### Text segment

▶

The forecasting of demand plays an essential role in the electric power industry. Thus, there are a wide variety of methods for electricity demand prediction ranging from those of the short term (minutes) to long term (weeks), while considering microscopic (individual consumer) to macroscopic (country-level) aggregation levels. This paper is focused on macroscopic power forecasting in the medium term (hours).

To date, researchers are in agreement that electrical demand arises from complex interactions between multiple personal, corporate, and socio-economic factors [1]. All these sources make power demand forecasting difficult. Indeed, an ideal model able to forecast the power demand with the highest possible level of accuracy would require access to virtually infinite data sources in order to feed such a model with all the relevant information. Unfortunately, both the unavailability of the data and the associated computational burden mean that researchers investigate approximate models supplied with partial input information.

◀

### Work to complete
1: In the passage on electricity demand forecasting, what horizon and aggregation level does the paper focus on?
2: List the kinds of factors that, according to the passage on electricity demand forecasting, interact to give rise to electrical demand.
3: Do these statements agree with the passage on electricity demand forecasting? Answer yes or no for each, quoting the words that decide it.
(a) Short-term prediction methods work on a scale of weeks.
(b) Researchers agree that electrical demand comes from complex interactions among multiple factors.
(c) Data unavailability and computational burden lead researchers to study approximate models.
The listing that comes next is from a different source than the passage on electricity demand forecasting.

### Records
▶

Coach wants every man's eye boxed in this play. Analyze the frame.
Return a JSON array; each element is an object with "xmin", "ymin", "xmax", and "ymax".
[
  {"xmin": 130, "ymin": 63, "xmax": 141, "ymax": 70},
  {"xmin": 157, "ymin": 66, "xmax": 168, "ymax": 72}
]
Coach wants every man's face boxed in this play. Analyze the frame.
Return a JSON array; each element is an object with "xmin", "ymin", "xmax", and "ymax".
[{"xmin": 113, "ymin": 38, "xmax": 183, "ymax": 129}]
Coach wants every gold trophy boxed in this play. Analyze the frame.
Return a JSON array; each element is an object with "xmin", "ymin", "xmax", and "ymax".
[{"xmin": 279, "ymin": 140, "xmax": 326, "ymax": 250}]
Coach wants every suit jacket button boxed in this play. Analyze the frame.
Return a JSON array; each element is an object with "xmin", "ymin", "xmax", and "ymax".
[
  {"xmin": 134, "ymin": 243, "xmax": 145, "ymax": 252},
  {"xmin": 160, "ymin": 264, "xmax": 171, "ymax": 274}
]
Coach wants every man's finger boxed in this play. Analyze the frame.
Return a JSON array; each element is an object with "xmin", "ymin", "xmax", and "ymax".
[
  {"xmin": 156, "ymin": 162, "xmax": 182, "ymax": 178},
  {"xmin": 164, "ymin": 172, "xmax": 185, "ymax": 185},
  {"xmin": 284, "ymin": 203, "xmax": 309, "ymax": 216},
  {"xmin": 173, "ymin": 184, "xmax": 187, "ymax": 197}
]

◀

### Solved problems
1: Macroscopic power forecasting in the medium term (hours).

2: Personal, corporate, socio-economic

3:
(a) No: "short term (minutes) to long term (weeks)"
(b) Yes: "researchers are in agreement that electrical demand arises from complex interactions between multiple personal, corporate, and socio-economic factors"
(c) Yes: "both the unavailability of the data and the associated computational burden mean that researchers investigate approximate models supplied with partial input information"